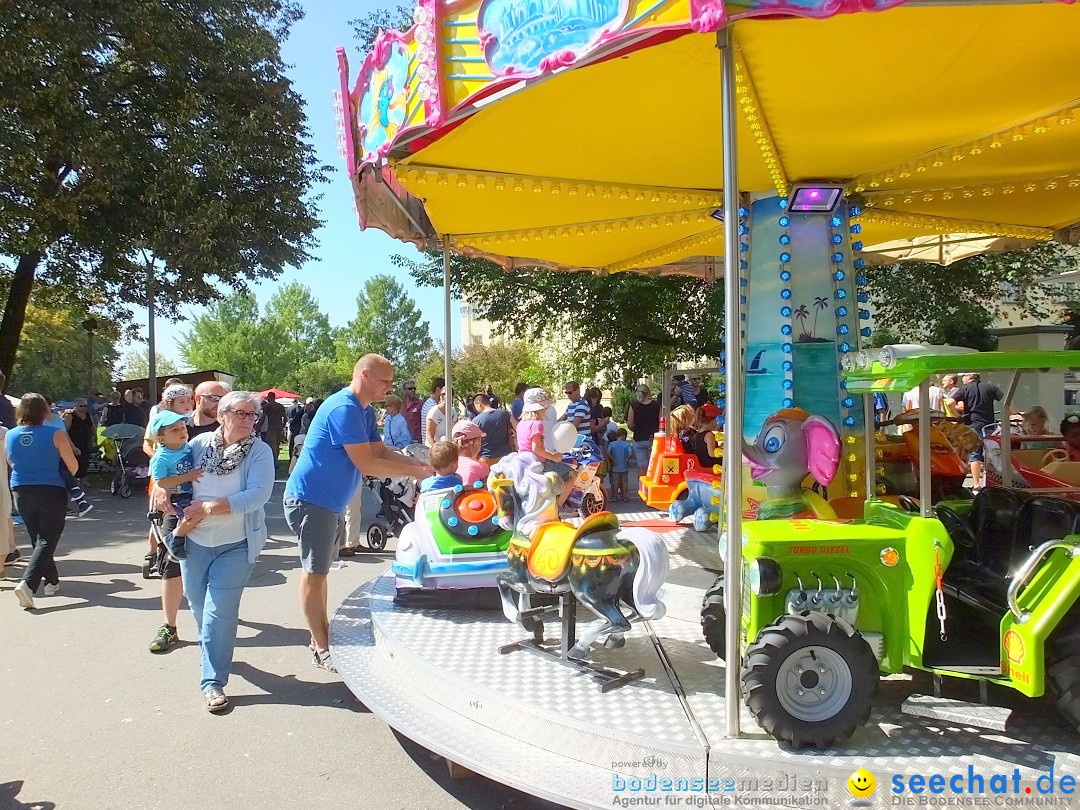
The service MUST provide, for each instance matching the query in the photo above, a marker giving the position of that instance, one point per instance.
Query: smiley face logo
(862, 783)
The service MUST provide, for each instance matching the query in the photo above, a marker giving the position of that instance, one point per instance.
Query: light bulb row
(971, 149)
(555, 187)
(747, 100)
(944, 225)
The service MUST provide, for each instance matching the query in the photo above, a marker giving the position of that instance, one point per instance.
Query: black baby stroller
(133, 464)
(397, 499)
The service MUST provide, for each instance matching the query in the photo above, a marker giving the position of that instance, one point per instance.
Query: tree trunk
(14, 311)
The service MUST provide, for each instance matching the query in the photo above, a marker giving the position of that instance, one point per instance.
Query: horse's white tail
(651, 570)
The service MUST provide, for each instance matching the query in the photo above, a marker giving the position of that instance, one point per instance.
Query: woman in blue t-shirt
(35, 453)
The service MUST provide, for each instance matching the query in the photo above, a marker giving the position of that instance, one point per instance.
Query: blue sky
(346, 256)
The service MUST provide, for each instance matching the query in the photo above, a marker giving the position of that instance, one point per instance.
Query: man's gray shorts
(320, 530)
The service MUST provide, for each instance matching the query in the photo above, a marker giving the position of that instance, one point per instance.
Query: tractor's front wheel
(1063, 665)
(809, 679)
(714, 618)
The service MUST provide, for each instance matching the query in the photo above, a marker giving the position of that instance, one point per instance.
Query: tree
(388, 322)
(54, 353)
(622, 325)
(296, 331)
(227, 337)
(149, 133)
(136, 365)
(959, 304)
(368, 26)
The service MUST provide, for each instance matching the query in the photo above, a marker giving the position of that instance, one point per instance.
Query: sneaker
(165, 638)
(25, 596)
(323, 660)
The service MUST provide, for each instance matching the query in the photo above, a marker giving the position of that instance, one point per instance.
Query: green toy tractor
(984, 589)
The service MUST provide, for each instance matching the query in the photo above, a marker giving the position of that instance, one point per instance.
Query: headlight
(764, 577)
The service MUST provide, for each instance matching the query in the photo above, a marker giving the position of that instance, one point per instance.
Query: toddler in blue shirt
(173, 468)
(444, 458)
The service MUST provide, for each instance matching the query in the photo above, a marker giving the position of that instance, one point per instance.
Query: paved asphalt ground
(93, 719)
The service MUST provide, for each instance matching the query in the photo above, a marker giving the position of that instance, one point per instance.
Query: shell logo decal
(1014, 647)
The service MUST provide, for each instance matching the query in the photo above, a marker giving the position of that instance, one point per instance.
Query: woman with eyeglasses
(225, 529)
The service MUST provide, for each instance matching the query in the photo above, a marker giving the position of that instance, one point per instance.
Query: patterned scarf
(221, 460)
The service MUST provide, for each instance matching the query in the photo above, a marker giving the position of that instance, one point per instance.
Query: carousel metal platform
(437, 677)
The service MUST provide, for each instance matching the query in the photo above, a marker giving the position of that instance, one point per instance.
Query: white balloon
(566, 436)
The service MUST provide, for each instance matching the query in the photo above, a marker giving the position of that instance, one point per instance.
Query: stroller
(132, 462)
(397, 497)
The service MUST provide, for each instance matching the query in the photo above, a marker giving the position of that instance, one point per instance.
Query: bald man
(341, 444)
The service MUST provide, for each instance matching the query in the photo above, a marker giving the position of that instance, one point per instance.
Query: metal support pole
(447, 333)
(733, 374)
(926, 508)
(151, 382)
(869, 455)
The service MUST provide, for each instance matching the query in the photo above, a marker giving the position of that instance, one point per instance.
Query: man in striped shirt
(578, 412)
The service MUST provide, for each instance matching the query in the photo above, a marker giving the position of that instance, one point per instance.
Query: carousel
(782, 149)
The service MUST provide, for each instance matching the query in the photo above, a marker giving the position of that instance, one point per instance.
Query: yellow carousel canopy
(586, 133)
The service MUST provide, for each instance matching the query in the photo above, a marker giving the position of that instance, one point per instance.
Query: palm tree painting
(801, 313)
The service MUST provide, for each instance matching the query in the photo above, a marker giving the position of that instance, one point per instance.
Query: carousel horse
(598, 562)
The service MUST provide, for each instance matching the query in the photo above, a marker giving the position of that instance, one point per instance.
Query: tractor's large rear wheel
(809, 679)
(714, 618)
(1063, 665)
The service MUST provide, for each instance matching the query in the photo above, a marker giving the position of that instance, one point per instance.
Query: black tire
(714, 618)
(376, 537)
(848, 686)
(1063, 665)
(591, 504)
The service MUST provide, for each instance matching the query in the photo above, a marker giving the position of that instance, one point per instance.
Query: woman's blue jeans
(214, 580)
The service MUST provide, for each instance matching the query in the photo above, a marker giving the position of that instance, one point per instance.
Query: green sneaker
(165, 638)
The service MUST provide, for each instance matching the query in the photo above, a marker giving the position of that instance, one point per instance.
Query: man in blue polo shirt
(342, 441)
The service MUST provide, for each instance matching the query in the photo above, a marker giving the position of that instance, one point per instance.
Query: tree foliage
(959, 304)
(136, 365)
(368, 26)
(54, 355)
(389, 323)
(149, 132)
(618, 326)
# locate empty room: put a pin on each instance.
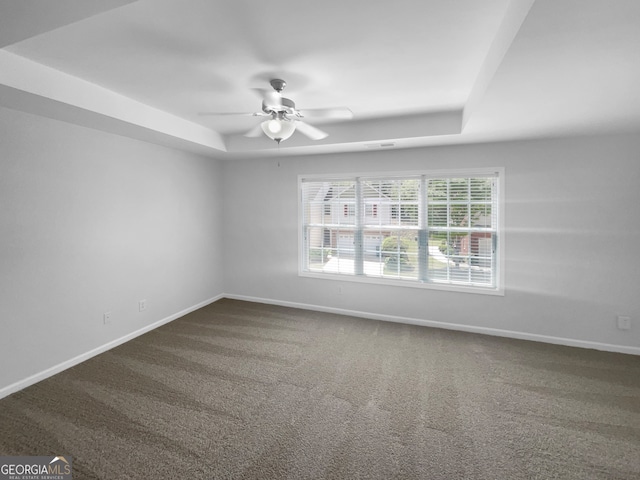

____

YOUR GOAL — Every line above must appear in the answer unchanged, and no picture may appear in it.

YOUR SOLUTION —
The service MUST provide, for each instance matching the query in the photo above, a marker giving the position of that instance, one point per instance.
Query: smiley face logo
(862, 783)
The service MUST provide, for each instance matching the query in the photo above, a marker giving the position of that instance, one point per instance.
Query: light bulb row
(971, 149)
(555, 187)
(747, 100)
(944, 225)
The service MUST provide, for each instance matching the query in the photo above, a marker giving the position of that instance, one point per instance.
Query: black baby stroller
(133, 464)
(397, 499)
The service MUST provide, for each instance matching the query in the photo above, a marker giving the position of that instance, one point per instance.
Query: tree trunk
(14, 311)
The service MUST provide, for each instance matching the query in the photo above, a marker giving the position of that instance, one point per instance.
Query: horse's white tail
(651, 570)
The service MUST provide, for each instance matching the query in the photo above, a marker giving the position of that instance, one point per instance.
Query: woman in blue t-shirt
(35, 453)
The service MUST provide, for each instance matching the query in the photo above, a marker giving the position of that instance, one point per instance.
Query: blue sky
(346, 256)
The service MUST provide, for each instance matching the query in the photo above, a marker giving the position of that instance, one point per instance.
Query: man's gray shorts
(320, 530)
The service MUST provide, for each instance matching the query in the photo above, a marker giving the position of that instance, one point per instance.
Query: tractor's front wheel
(1063, 665)
(809, 679)
(714, 618)
The service MUST provide, for each instance matching the query in the photo above, a marker giving the position of that instance, one point per instance.
Query: tree
(388, 322)
(54, 353)
(622, 325)
(296, 331)
(227, 337)
(149, 133)
(136, 365)
(959, 304)
(368, 26)
The service MUST provide, for each instance matching the query in the photo above, a marker giving the position of that instance, one point per instance.
Query: sneaker
(165, 638)
(25, 596)
(323, 660)
The service MUST provide, for each instance matching the query in the photo above, a marker giving the position of that instance, one point per instance.
Query: green toy tractor
(984, 589)
The service MUST provide, for each instance matching the query in the photo above, a marker giving the position of that instance, one point per instance.
Query: headlight
(764, 577)
The service MUST provide, for each instance matching the query in the photo above, a marker giving the position of that instance, one point per instance.
Query: toddler in blue shirt
(173, 468)
(444, 458)
The service MUST provide, for each instance matching the query in the photo above, a marker giving the position of that instance, one point per instance.
Query: paved asphalt ground
(93, 719)
The service MUST provide, for each instance matching the query in the photo above, a marker giving the position of that instance, one point per instance.
Query: shell logo decal
(1014, 647)
The service MUST provide, for each instance matching the query in the photo above, a marker giving the position of that instance, one point per instance.
Query: woman with eyeglasses
(225, 529)
The service MUST provide, for each instance matching the query in the photo above, a marker giving the position of that instance, one point per instance.
Query: patterned scarf
(221, 460)
The service MUST provide, for each instance matching the query in the photo above, a marker giving the position of that instance, one point per instance.
Query: carousel metal platform
(437, 677)
The service MUST provide, for each instance matching the query in the photo above, a marker giving the position of that instance, one point per instance.
Query: white balloon
(566, 436)
The service MUST provide, for each instance matching the query in the photo above, a marker giving the position of that instance, one point per instance.
Query: stroller
(132, 462)
(397, 497)
The service MUST provide, for each instance matching the query in the photo above, a marker giving the position of that instance, one point per instance.
Query: bald man
(341, 444)
The service MUST provide, for each instance matching the query in the photo above, a marker giving the position of that instance, one point per instance.
Query: metal support pole
(447, 333)
(733, 374)
(926, 508)
(151, 382)
(869, 455)
The service MUST provide, for each instance matching the query in the photo above, a marker giving the position of that instance, one point per instance.
Query: man in striped shirt
(578, 412)
The service MUST provide, for each instance matching the query in the photo above, a marker giving the position of that instance, one point per instance.
Query: carousel
(782, 149)
The service MUST provide, for each instance matching the query in the photo above, a marker giving the position of that instance, one point per instance.
Query: yellow carousel canopy
(586, 133)
The service MUST provide, for each instance matching the query in the photo above, a marker giving the position of that instance, one point per instance.
Query: palm tree painting
(801, 313)
The service MUST provide, for each instance matching the query in the photo above, a marker giving the position of that instance, one point per instance.
Query: carousel horse
(598, 562)
The service MUST provide, for each instance matching the query in the photo above, a marker giving the position of that instance, one point per instance.
Query: tractor's large rear wheel
(809, 679)
(714, 618)
(1063, 665)
The service MUST provide, for each instance matching the query in the photo above, a marker giving the position of that instance, one point per instance.
Query: black tire
(714, 618)
(376, 537)
(848, 686)
(1063, 665)
(591, 504)
The service MUST provide, for each instance matching the query in the photo above, a marker giving the position of that instance, one point per instance.
Query: woman's blue jeans
(214, 580)
The service MUST provide, for each instance matching the query in the photo above, a marker giving the position of that instance, one point per instance.
Query: green sneaker
(165, 638)
The service MUST provide, for each instance matching the query in the photo above, a marker giving the position of that instance, one point per instance.
Query: man in blue polo shirt
(342, 441)
The service MUST provide, for each instance matching the query in the photo above, a marker giving the position of that instance, one point per instance.
Query: tree foliage
(959, 304)
(136, 365)
(368, 26)
(54, 355)
(389, 323)
(149, 132)
(618, 326)
# locate empty room: put a pin on each instance.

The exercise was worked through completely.